---- EXERCISE MATERIALS
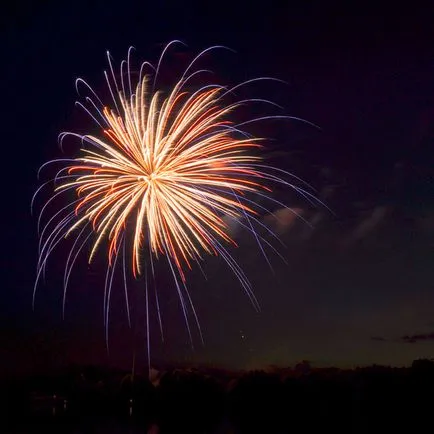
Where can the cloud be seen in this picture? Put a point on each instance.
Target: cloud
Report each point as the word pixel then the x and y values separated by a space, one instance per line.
pixel 412 339
pixel 369 224
pixel 283 219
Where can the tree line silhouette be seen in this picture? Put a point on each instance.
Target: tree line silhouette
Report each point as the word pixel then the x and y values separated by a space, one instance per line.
pixel 370 399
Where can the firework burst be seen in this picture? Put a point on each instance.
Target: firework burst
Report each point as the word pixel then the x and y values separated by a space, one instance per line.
pixel 159 180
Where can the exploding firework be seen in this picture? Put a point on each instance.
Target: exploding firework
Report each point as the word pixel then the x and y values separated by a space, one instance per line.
pixel 161 179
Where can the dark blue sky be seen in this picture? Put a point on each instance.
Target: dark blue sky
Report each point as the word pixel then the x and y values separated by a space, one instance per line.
pixel 357 287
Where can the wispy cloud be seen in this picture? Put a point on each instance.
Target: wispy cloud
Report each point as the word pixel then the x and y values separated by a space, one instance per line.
pixel 412 339
pixel 368 225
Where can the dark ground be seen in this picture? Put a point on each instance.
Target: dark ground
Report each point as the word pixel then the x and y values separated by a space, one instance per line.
pixel 87 399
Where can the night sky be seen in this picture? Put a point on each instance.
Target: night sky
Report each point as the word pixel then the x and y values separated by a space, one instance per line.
pixel 359 286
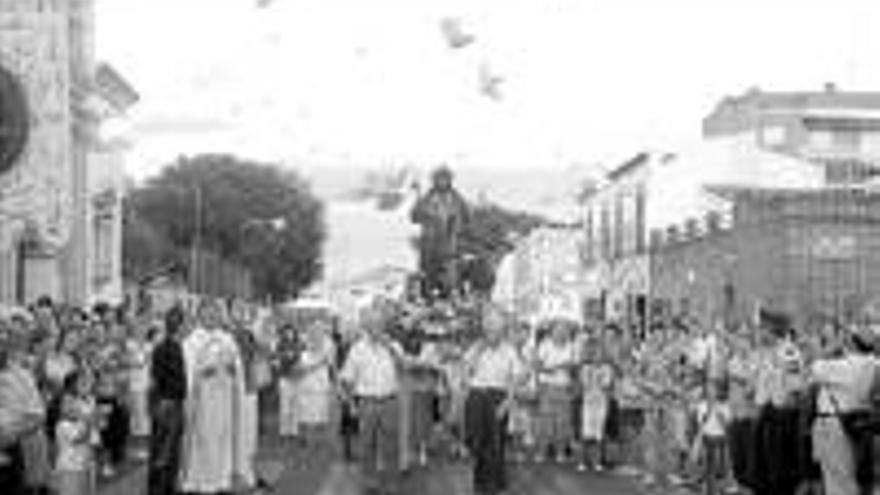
--------
*AIM*.
Write out the records again from the line with "Where can the dark ground" up to and including the last line, keeping the requests, and add -67 to every x and y coordinate in the answers. Leave out the pictures.

*RESPONSE TO THIS TASK*.
Where can the dark ground be seen in this picture? Put a point on each instance.
Target: dark ground
Report each point as the word pixel then the x and y values separated by a space, one instance per line.
pixel 20 332
Where can the night sky be seen in this picture? Put a point on each instance.
Target: night sky
Report each point as the word pixel then the x and y values separated by a space, one instance per line.
pixel 292 219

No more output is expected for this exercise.